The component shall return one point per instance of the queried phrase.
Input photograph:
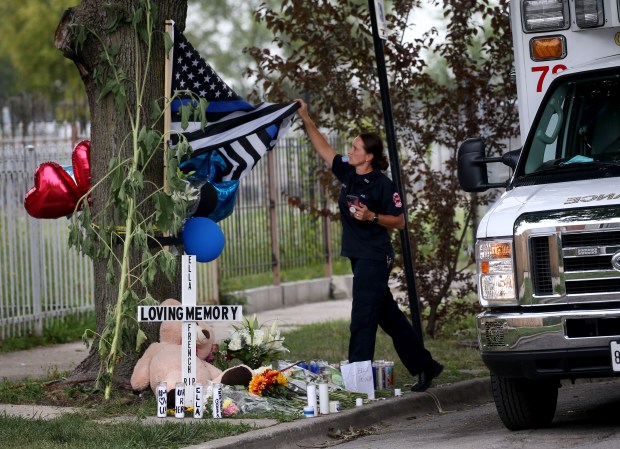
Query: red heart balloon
(54, 194)
(81, 166)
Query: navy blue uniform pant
(374, 305)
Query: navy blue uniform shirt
(365, 239)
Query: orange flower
(267, 383)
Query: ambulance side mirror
(472, 165)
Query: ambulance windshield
(579, 128)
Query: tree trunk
(109, 130)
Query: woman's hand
(362, 213)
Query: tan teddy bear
(161, 362)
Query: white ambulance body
(548, 251)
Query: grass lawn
(325, 341)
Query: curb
(437, 400)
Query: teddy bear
(161, 362)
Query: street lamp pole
(376, 10)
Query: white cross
(189, 313)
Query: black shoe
(426, 377)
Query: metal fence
(42, 279)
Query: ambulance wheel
(524, 403)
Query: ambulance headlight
(589, 13)
(496, 276)
(544, 15)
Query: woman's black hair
(374, 145)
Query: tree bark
(109, 131)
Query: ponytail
(374, 145)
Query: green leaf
(155, 110)
(140, 339)
(186, 110)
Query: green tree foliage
(222, 30)
(27, 50)
(467, 92)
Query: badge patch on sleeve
(396, 199)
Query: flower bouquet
(270, 383)
(249, 343)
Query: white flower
(258, 337)
(235, 342)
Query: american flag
(237, 133)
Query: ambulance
(548, 250)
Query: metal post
(396, 171)
(35, 255)
(273, 217)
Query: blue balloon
(203, 238)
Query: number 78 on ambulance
(548, 250)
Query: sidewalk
(38, 362)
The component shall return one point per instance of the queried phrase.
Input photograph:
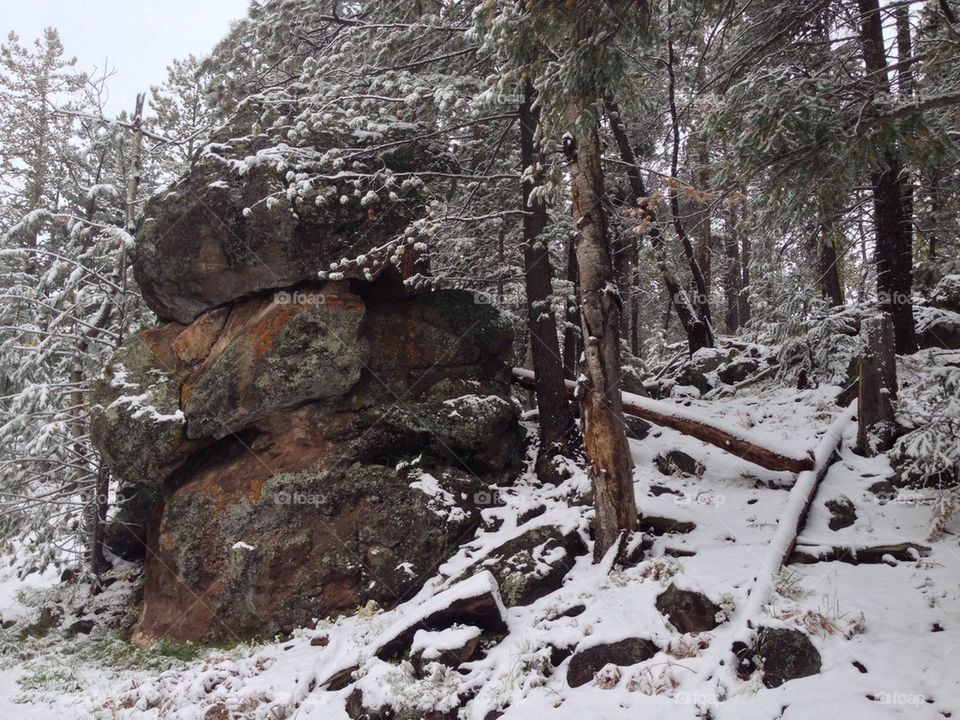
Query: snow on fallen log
(742, 443)
(784, 540)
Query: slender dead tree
(601, 405)
(557, 427)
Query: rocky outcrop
(236, 227)
(298, 448)
(585, 664)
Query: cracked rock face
(309, 458)
(298, 448)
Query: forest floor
(888, 633)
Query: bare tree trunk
(827, 271)
(604, 437)
(701, 300)
(557, 428)
(699, 332)
(571, 335)
(878, 386)
(746, 255)
(894, 235)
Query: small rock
(585, 664)
(637, 428)
(528, 567)
(475, 601)
(80, 627)
(842, 512)
(687, 610)
(677, 461)
(884, 490)
(785, 655)
(737, 370)
(656, 525)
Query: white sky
(137, 38)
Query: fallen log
(741, 443)
(805, 554)
(781, 546)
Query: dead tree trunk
(571, 332)
(829, 274)
(699, 332)
(894, 235)
(745, 258)
(878, 386)
(701, 299)
(557, 428)
(601, 409)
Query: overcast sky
(137, 38)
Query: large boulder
(586, 663)
(688, 611)
(236, 225)
(307, 451)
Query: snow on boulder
(474, 601)
(586, 663)
(785, 654)
(687, 610)
(453, 646)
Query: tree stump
(878, 385)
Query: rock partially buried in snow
(475, 602)
(534, 563)
(842, 512)
(452, 647)
(585, 664)
(785, 655)
(676, 461)
(688, 611)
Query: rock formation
(298, 447)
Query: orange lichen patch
(193, 344)
(158, 339)
(268, 329)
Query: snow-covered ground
(888, 633)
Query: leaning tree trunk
(828, 273)
(557, 428)
(894, 234)
(601, 406)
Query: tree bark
(733, 273)
(745, 258)
(829, 274)
(741, 444)
(601, 408)
(701, 299)
(557, 428)
(894, 234)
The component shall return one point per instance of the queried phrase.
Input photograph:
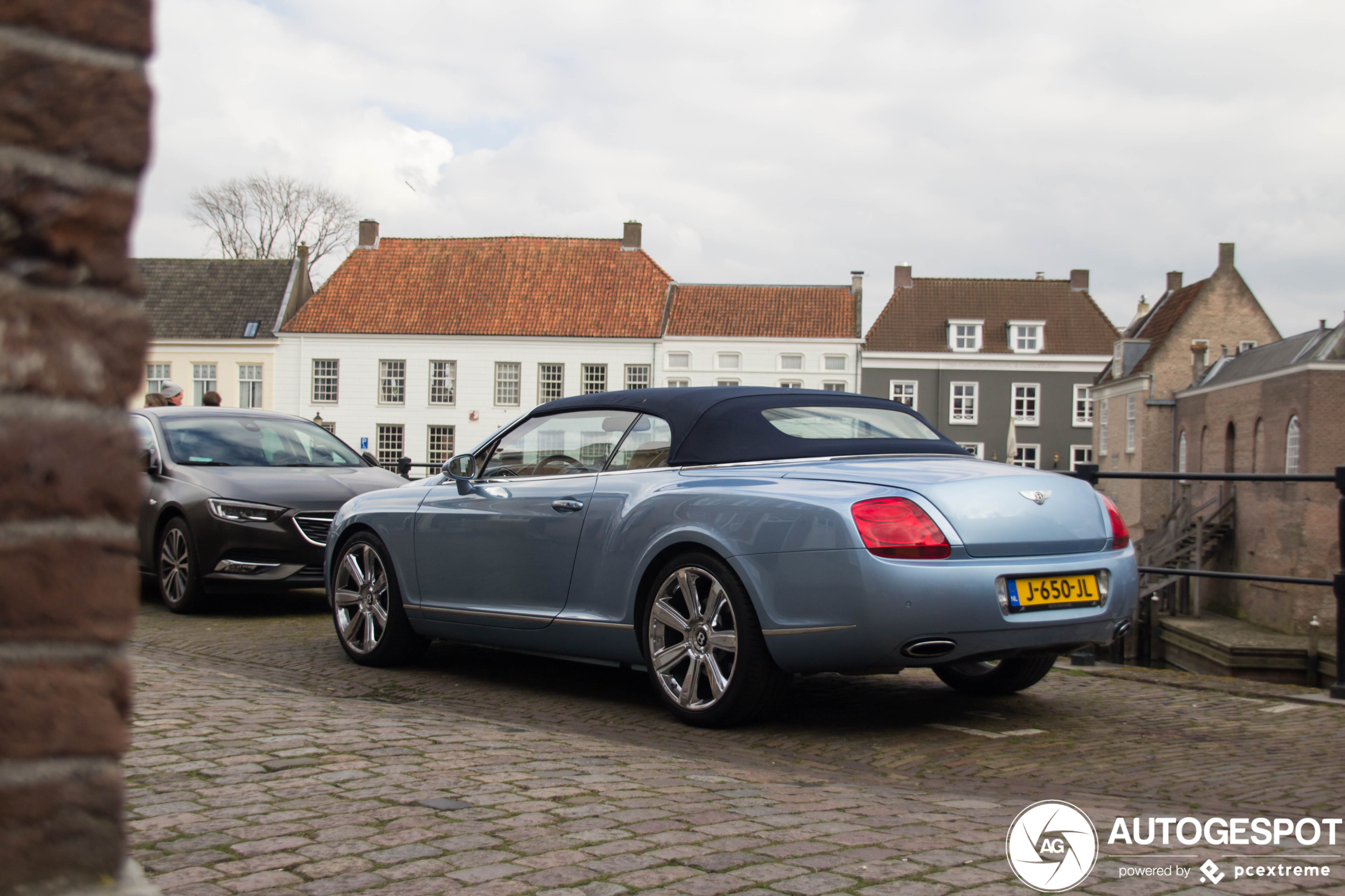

Brief:
Output the material above exactly as written and drop any images it holds.

Solution for this task:
The component shall return one point per instance of the queried phrase.
Input photograph:
Query: red heart balloon
(54, 194)
(81, 166)
Query: navy blue uniform pant
(374, 305)
Query: navy blue uniform shirt
(365, 239)
Query: orange flower
(267, 383)
Query: ambulance side mirror
(472, 165)
Query: ambulance windshield
(579, 128)
Query: tree trunk
(109, 130)
Query: woman's hand
(362, 213)
Query: tan teddy bear
(161, 362)
Query: white ambulance body
(548, 251)
Query: grass lawn
(325, 341)
Query: curb
(437, 400)
Query: teddy bear
(161, 362)
Query: street lamp pole
(376, 10)
Query: white cross
(189, 313)
Query: black shoe
(426, 377)
Query: metal fence
(42, 279)
Query: ambulance wheel
(524, 403)
Query: ambulance headlight
(589, 13)
(496, 276)
(544, 15)
Query: woman's black hair
(374, 145)
Query: tree bark
(109, 131)
Query: ponytail
(374, 145)
Query: green leaf
(155, 110)
(140, 339)
(186, 110)
Query: green tree foliage
(222, 30)
(27, 50)
(467, 92)
Query: badge patch on sleeve
(396, 199)
Query: flower bouquet
(270, 383)
(249, 343)
Query: white flower
(258, 337)
(235, 342)
Query: american flag
(237, 133)
Query: ambulance
(548, 250)
Query: metal post
(396, 171)
(35, 255)
(273, 217)
Query: blue balloon
(203, 238)
Query: number 78 on ambulance
(548, 250)
Query: sidewalk
(38, 362)
The component shall return one point per instance of the queried phrase.
Input photograph:
Query: snow on fallen log
(742, 443)
(784, 540)
Query: slender dead tree
(601, 405)
(557, 427)
Query: rocky outcrop
(236, 227)
(298, 448)
(585, 664)
Query: cracked rock face
(309, 458)
(298, 448)
Query: forest floor
(888, 633)
Query: bare tree trunk
(827, 271)
(604, 437)
(701, 300)
(557, 428)
(699, 332)
(571, 335)
(878, 386)
(746, 255)
(894, 235)
Query: small rock
(585, 664)
(637, 428)
(528, 567)
(475, 601)
(80, 627)
(842, 512)
(687, 610)
(677, 461)
(884, 490)
(785, 655)
(737, 370)
(656, 525)
Query: white sky
(137, 38)
Query: fallen log
(741, 443)
(805, 554)
(781, 546)
Query: dead tree trunk
(571, 332)
(829, 274)
(699, 332)
(894, 235)
(745, 258)
(878, 386)
(701, 299)
(557, 428)
(601, 409)
Query: overcast sky
(137, 38)
Query: large boulder
(586, 663)
(688, 611)
(236, 225)
(307, 451)
Query: snow on boulder
(474, 601)
(586, 663)
(785, 654)
(687, 610)
(453, 646)
Query: tree stump
(878, 385)
Query: rock partially buried in snow
(475, 602)
(534, 563)
(842, 512)
(452, 647)
(585, 664)
(785, 655)
(676, 461)
(688, 611)
Query: rock formation
(298, 447)
Query: orange lichen patch
(193, 344)
(158, 339)
(268, 329)
Query: snow-covered ground
(888, 633)
Query: leaning tree trunk
(828, 273)
(557, 428)
(894, 234)
(601, 406)
Query: tree bark
(733, 273)
(745, 258)
(829, 274)
(741, 444)
(601, 408)
(701, 299)
(557, 428)
(894, 234)
The component shall return one point per instance of the queried phrase.
Input photograph:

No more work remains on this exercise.